» PAGE EXTRACT
::::

The first time I went to Istanbul I thought a majority-Muslim country would be my own private Betty Ford Center. And what a lovely surprise it was to learn Turkish rosés were not just poured in every bar, restaurant and museum around our hotel in Beyoglu, but they were close to world-class. Wine (plus raki) meant as much to the Istanbul experience as sexy lingerie shops catering to women in burkas. So I should have known the reports in the last year of crackdowns on sidewalk cafes were ominous. From there it had to be an easy slide to jacking up the price of booze and then, eventually, simply prohibiting the secular stuff. Still, I didn’t realize just how grim it had gotten until my consort and I trekked to Grand Central in the cold the other night for a reception for a friend’s work on a promotional photo collaboration. It was billed as a “cocktail and exhibition opening,” but what they were pouring was barely mocktails (as in: syrupy lemonade). I’m no marketing genius, but if I were trying to make Turkey look as alluring as possible to the big wide/NY world, I might at least try to make it taste worldly. I kinda doubt the rich-looking older woman I overheard saying “let’s get a glass of wine before we walk around” is going to be booking a flight to Istanbul anytime soon. Unless she wants to dry out.
NS,S*: “Food industry won’t fight antibiotics rule”
I’m no marketing expert, but if I were trying to persuade the world my product was the world’s best I wouldn’t be enacting absurd laws that will do nothing but contribute to the world’s plastic glut. According to this mishmash, Spain is forcing restaurateurs to jettison their refillable cruets for olive oil in favor of single-use containers. I guess, although I can’t quite tell, that will have the advantage of, maybe, a label? Why don’t producers just do what the Italians did and hype the hell out of their product? Bring a buncha American food writers over to taste a little oil, soak up a lot of sangria and then spread the “news:” Spanish oil rocks and rules. And it wouldn’t even have to be all hype. You can’t make a tortilla without either breaking eggs or breaking out the good oil.

::::

Natural-language object grounding records:
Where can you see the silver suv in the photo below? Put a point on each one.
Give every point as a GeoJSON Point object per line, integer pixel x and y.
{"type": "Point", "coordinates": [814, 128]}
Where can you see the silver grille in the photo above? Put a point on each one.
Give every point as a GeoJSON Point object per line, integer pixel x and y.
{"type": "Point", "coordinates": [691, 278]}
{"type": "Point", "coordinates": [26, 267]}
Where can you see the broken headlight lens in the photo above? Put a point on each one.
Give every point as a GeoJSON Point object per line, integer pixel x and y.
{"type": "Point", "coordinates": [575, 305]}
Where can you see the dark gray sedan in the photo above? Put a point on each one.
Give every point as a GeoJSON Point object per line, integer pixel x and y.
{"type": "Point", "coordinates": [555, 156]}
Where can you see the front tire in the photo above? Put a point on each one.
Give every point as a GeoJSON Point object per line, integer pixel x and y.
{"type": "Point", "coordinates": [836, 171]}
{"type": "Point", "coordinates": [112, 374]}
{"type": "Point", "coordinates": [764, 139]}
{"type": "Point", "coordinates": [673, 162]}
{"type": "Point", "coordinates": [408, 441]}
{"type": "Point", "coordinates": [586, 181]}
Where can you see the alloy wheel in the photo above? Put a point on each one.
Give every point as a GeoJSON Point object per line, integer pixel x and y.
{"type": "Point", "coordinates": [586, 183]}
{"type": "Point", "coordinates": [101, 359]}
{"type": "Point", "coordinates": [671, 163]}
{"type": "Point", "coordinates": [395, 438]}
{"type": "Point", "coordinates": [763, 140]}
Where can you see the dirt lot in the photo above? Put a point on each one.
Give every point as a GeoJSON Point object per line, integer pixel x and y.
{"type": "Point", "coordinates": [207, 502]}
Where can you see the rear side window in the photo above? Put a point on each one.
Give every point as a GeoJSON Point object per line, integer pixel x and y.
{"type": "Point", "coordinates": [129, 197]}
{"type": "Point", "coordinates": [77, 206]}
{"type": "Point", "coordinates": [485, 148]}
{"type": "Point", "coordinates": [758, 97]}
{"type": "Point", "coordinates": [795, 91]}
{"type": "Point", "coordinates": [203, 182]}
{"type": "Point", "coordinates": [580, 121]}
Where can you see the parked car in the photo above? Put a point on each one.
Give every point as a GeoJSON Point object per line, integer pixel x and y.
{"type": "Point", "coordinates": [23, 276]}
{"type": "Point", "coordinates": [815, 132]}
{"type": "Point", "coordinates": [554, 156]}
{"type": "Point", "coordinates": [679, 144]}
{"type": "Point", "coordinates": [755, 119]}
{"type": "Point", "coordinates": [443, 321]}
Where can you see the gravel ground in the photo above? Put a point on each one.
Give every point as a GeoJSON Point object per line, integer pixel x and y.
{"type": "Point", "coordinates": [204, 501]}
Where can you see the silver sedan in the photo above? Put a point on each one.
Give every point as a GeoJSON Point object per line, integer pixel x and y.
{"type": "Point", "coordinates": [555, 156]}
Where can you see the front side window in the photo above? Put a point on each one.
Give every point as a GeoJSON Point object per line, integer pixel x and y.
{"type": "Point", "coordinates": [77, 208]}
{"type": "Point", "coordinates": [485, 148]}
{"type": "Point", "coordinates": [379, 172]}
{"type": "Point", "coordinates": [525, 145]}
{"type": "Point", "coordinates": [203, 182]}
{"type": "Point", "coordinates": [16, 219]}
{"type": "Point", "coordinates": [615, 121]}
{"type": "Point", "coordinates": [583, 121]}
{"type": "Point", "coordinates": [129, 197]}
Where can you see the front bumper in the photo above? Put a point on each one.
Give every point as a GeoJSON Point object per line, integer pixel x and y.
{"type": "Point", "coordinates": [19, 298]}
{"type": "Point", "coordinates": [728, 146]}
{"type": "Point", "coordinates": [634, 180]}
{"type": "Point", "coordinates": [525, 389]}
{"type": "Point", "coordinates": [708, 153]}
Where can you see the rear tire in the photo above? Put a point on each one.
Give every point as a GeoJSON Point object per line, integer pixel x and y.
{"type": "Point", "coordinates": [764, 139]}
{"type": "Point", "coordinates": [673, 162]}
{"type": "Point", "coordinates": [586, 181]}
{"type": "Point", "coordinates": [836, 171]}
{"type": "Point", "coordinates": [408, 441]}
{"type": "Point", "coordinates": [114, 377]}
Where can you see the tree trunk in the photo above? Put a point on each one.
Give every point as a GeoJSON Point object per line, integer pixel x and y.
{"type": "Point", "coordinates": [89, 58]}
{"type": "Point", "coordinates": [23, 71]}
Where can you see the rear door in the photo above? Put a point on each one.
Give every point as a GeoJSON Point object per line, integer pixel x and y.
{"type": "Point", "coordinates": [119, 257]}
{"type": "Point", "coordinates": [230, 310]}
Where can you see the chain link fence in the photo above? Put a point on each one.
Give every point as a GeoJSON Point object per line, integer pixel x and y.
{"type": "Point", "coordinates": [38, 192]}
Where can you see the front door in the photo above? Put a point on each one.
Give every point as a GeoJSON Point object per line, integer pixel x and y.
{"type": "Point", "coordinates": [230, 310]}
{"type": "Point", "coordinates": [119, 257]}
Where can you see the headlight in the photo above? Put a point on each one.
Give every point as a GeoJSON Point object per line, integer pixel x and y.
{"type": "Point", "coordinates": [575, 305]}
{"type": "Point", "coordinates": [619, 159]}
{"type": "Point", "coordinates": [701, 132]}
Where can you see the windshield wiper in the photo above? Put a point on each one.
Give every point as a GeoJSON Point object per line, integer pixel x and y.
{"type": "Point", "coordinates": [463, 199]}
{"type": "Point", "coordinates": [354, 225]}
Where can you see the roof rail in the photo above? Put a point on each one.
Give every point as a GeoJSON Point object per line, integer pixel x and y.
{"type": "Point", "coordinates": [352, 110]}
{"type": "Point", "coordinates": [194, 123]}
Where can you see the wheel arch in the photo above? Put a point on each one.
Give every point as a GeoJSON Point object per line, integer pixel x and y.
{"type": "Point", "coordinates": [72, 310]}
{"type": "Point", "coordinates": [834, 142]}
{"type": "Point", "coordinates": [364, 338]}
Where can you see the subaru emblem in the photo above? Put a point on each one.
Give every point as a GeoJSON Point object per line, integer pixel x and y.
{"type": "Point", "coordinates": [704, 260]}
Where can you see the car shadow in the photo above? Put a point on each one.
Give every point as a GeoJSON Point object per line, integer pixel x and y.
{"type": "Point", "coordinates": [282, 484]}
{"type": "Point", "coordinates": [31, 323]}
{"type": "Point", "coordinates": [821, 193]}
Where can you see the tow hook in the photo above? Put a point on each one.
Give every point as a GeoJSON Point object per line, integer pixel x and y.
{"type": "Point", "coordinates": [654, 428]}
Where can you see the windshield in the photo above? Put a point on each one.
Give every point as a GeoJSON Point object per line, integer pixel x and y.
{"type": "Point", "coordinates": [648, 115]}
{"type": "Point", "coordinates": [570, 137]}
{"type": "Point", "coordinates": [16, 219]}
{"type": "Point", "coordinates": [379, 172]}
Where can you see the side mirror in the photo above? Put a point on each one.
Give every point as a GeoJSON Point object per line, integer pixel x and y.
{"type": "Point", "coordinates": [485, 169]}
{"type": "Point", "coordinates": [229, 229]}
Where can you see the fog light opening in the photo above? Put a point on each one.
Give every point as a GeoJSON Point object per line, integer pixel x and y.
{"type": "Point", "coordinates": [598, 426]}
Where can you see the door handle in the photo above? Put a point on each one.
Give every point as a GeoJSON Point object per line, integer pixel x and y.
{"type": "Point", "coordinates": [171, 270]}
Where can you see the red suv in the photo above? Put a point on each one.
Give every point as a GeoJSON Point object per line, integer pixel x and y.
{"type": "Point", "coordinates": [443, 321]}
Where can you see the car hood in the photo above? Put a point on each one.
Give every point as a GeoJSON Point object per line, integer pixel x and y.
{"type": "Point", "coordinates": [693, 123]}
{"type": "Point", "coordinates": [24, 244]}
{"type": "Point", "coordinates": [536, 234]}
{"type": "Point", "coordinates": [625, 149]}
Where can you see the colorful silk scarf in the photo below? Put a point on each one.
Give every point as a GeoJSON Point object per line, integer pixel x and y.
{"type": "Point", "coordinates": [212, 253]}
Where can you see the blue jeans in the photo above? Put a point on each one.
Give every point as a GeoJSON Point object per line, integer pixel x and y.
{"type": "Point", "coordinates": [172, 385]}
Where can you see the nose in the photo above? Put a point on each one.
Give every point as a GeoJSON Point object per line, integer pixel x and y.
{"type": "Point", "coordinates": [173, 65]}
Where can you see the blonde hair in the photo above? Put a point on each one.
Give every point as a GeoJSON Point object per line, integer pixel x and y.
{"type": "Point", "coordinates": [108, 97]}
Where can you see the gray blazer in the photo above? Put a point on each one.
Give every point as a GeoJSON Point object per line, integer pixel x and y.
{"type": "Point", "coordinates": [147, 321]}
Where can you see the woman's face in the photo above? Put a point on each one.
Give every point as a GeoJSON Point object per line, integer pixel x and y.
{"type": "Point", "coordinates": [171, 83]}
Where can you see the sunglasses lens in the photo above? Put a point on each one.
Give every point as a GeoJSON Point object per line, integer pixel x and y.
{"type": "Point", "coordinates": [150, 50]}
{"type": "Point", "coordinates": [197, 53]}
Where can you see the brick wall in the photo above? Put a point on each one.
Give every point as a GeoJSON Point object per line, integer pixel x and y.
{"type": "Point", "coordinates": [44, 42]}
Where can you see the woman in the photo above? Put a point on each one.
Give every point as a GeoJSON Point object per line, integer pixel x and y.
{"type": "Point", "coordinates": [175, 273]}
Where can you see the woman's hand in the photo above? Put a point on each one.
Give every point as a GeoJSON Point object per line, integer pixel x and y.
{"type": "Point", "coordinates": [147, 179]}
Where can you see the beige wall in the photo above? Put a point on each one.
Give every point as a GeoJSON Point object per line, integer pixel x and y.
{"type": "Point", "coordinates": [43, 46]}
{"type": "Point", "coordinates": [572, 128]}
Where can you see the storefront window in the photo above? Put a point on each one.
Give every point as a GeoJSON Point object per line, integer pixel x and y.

::::

» WHAT TO PRODUCE
From the food-and-drink passage above the records, copy the wording verbatim, everything from "I’m no marketing expert, but" down to "the good oil.".

» WRITTEN SOLUTION
I’m no marketing expert, but if I were trying to persuade the world my product was the world’s best I wouldn’t be enacting absurd laws that will do nothing but contribute to the world’s plastic glut. According to this mishmash, Spain is forcing restaurateurs to jettison their refillable cruets for olive oil in favor of single-use containers. I guess, although I can’t quite tell, that will have the advantage of, maybe, a label? Why don’t producers just do what the Italians did and hype the hell out of their product? Bring a buncha American food writers over to taste a little oil, soak up a lot of sangria and then spread the “news:” Spanish oil rocks and rules. And it wouldn’t even have to be all hype. You can’t make a tortilla without either breaking eggs or breaking out the good oil.